▶ _WRITTEN REQUEST_
Identify each line of the records below that contains the word "black", and copy every such line in full.

▶ _EXTRACTED DATA_
——

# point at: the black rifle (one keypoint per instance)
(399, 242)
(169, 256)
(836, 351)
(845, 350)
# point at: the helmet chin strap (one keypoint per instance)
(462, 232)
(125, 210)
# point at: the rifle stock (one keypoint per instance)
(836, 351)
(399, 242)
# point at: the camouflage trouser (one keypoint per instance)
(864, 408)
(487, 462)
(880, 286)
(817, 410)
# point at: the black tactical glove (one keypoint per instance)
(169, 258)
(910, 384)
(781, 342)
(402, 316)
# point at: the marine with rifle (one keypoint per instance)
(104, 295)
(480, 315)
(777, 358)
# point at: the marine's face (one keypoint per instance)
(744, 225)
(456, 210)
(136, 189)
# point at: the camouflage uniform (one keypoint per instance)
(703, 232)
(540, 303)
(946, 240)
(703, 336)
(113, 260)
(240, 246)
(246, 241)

——

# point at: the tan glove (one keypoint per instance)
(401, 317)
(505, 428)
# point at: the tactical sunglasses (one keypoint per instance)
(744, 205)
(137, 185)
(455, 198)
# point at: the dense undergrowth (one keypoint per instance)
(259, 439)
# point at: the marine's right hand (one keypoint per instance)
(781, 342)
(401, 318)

——

▶ _ANSWER BELOW_
# point at: the black rifle (one keypoint per instance)
# point at: the black tactical glove (one keypoint per instance)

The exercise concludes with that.